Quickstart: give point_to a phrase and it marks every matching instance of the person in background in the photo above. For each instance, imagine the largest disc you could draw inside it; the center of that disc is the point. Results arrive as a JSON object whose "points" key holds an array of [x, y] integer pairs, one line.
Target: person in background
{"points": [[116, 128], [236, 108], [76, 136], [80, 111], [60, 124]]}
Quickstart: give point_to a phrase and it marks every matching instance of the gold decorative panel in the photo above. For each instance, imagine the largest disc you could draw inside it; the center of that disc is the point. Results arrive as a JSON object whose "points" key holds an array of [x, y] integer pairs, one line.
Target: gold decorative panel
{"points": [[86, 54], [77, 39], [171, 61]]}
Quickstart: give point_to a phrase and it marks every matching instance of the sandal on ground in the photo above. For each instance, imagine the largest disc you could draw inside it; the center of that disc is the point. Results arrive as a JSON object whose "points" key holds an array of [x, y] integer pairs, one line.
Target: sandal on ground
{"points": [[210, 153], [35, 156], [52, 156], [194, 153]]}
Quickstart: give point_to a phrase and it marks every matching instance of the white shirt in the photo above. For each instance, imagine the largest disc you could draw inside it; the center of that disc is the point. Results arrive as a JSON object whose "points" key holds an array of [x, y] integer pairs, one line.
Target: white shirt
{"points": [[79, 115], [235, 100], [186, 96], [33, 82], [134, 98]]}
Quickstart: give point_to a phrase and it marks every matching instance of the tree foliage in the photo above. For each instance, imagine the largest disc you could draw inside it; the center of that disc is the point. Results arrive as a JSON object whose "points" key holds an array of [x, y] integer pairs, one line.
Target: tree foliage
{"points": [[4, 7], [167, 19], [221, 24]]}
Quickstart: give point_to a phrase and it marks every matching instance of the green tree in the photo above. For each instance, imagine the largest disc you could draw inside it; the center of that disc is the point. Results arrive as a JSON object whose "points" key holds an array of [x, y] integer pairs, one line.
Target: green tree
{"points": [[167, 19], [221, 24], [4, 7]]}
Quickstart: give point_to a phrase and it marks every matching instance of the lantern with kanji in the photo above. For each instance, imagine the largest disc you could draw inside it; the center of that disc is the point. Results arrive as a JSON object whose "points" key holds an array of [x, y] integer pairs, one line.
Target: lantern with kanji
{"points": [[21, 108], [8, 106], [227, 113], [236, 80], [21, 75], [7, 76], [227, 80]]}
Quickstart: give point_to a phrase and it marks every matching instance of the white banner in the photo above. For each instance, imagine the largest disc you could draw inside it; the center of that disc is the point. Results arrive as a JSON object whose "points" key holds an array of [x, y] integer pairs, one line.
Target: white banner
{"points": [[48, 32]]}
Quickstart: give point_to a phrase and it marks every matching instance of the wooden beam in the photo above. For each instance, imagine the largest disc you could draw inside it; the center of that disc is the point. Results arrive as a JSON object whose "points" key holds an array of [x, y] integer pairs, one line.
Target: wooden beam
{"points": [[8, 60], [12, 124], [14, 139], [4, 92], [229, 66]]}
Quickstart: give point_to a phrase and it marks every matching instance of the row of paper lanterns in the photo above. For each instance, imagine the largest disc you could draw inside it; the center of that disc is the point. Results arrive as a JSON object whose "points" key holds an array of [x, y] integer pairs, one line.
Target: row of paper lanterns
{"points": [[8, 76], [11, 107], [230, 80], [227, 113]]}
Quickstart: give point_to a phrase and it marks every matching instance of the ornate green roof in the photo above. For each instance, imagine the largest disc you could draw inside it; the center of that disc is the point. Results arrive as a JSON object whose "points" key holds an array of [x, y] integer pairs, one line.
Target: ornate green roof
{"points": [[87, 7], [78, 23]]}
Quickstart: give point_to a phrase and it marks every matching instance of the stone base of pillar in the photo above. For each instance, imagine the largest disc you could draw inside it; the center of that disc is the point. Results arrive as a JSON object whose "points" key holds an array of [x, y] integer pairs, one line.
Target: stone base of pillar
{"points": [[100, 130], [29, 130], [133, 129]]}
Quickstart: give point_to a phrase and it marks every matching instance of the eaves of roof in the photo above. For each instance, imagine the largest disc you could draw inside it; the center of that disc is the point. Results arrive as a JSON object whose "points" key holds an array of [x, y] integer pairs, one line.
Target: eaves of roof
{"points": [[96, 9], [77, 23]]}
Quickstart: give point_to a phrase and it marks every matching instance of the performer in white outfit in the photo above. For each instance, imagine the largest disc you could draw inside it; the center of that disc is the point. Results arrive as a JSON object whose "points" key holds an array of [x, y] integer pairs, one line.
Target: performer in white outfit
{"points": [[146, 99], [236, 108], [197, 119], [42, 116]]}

* **What is required**
Express every line of the records above as a Markdown table with the columns Row and Line. Number each row, and leave out any blank lines.

* **Result of this task**
| Row | Line |
|---|---|
| 1 | Quickstart: give point_to a phrase and it marks every matching instance of the person in background in the photo above. For each instance, imagine the largest disc you could draw inside it; the center of that disc is the point. Results arrive as a JSON object whose "points" key holds an array of [x, y] integer pairs, one line. |
| 2 | Target: person in background |
| 3 | {"points": [[116, 128], [236, 108], [76, 136], [80, 111], [60, 124]]} |
| 4 | Quickstart: give point_to a phrase and it marks every matching instance of the gold decorative panel in the photo above. For each instance, imagine the largest disc you could draw inside it; the center of that disc is the point. Results arrive as a JSON object whose "points" key holds an array of [x, y] integer pairs, one line. |
| 5 | Target: gold decorative panel |
| 6 | {"points": [[86, 54], [77, 39], [171, 61]]} |
| 7 | Quickstart: give point_to a phrase and it marks every matching instance of the sandal on ground in the photo above. For each instance, imagine the largest disc you could draw inside it; the center of that disc is the point. Results arrive as a JSON object whose "points" key holds an array of [x, y] integer pairs, one line. |
| 8 | Target: sandal on ground |
| 9 | {"points": [[210, 153], [35, 156], [52, 156], [194, 153]]} |
| 10 | Quickstart: give point_to a phrase and it marks every matching instance of the white shirt in the photo above. For each instance, imagine the largest disc you could draw inside it; the center of that disc is the point. Results arrive as a JSON object whose "points" key holds an array of [x, y] integer pairs, one line. |
| 11 | Target: white shirt |
| 12 | {"points": [[79, 115], [235, 100], [186, 96], [33, 82], [134, 98]]} |
| 13 | Quickstart: give point_to a phrase and it marks every matching instance of the tree foliage in the photo above. For each instance, imagine the largest disc you could draw inside it; the center of that disc is the point. Results arrive as a JSON object whose "points" key holds an array of [x, y] integer pairs, one line. |
| 14 | Target: tree foliage |
| 15 | {"points": [[4, 7], [167, 19], [221, 24]]} |
| 16 | Quickstart: give point_to a phrase and it marks every matching instance of the green tree in the photo above. For each instance, imagine the largest disc you could draw inside it; the center of that disc is the point. Results arrive as a JSON object whose "points" key holds an array of [x, y] integer pairs, one line. |
| 17 | Target: green tree |
| 18 | {"points": [[167, 19], [221, 24], [4, 7]]} |
| 19 | Quickstart: give point_to a phrase and it marks every matching instance of the lantern with kanji in the photo above. For each instance, imagine the largest disc you could draw inside it; the center of that disc is the point. Results arrive as a JSON object whose "points" key holds an array of [x, y] integer pairs, one line. |
| 20 | Target: lantern with kanji |
| 21 | {"points": [[21, 108], [8, 106], [227, 113], [236, 80], [21, 75], [7, 76], [227, 80]]} |
| 22 | Quickstart: give point_to a phrase and it marks every matching instance of the white banner in the photo above. For each instance, imagine the largest disc you could draw inside it; the center of that disc is the point. Results arrive as a JSON object whose "points" key holds an array of [x, y] integer pairs, one line. |
| 23 | Target: white banner |
| 24 | {"points": [[48, 32]]} |
| 25 | Quickstart: give point_to a phrase and it marks every matching instance of the wooden beam in the photo above. For each instance, imagine the largest disc you could draw inside it; the center of that disc is the point. Results arrive as a JSON object whose "points" key holds an array of [x, y] integer pairs, one line. |
| 26 | Target: wooden beam |
| 27 | {"points": [[8, 60], [12, 124], [14, 139], [4, 92], [229, 66]]} |
| 28 | Quickstart: give point_to a phrase and it marks every matching instance of the row of paper lanterns in the photo above. For each instance, imagine the largest disc you could draw inside it; the center of that disc is the point. Results arrive as a JSON object whose "points" key holds an array of [x, y] integer pairs, one line. |
| 29 | Target: row of paper lanterns |
| 30 | {"points": [[8, 76], [11, 107], [230, 80], [227, 113]]} |
| 31 | Quickstart: give point_to a phrase and it marks every matching instance of the ornate green roof in the photo above. For each instance, imagine the largest disc you could draw inside it; the center of that disc is the point. Results arrive as a JSON object whose "points" key holds an array of [x, y] integer pairs, one line. |
| 32 | Target: ornate green roof |
| 33 | {"points": [[87, 7], [78, 23]]} |
| 34 | Quickstart: give point_to a phrase and it marks every matching instance of the stone base of pillar in the photo above. For each instance, imagine the largest disc you could draw inside it; the center of that disc is the point. Results arrive as a JSON object whose "points" key holds an array of [x, y] integer pairs, one line. |
| 35 | Target: stone base of pillar |
| 36 | {"points": [[100, 130], [29, 130], [133, 129]]} |
| 37 | Quickstart: give point_to a phrase and it marks every matching instance of the eaves of roof in the photo above. For each instance, imagine the largest disc you could draw inside it; the center of that disc is the point. Results arrive as a JSON object whose "points" key holds an array of [x, y] integer pairs, one line. |
| 38 | Target: eaves of roof |
| 39 | {"points": [[96, 9], [77, 23]]} |
| 40 | Quickstart: give point_to a phrase and it marks every matching instance of the performer in white outfit in the photo above. For each instance, imagine the largest disc you could draw inside it; the center of that disc is the point. Results arrive as a JSON object whose "points" key holds an array of [x, y] integer pairs, one line. |
| 41 | Target: performer in white outfit |
| 42 | {"points": [[146, 99], [236, 108], [197, 119], [42, 116]]} |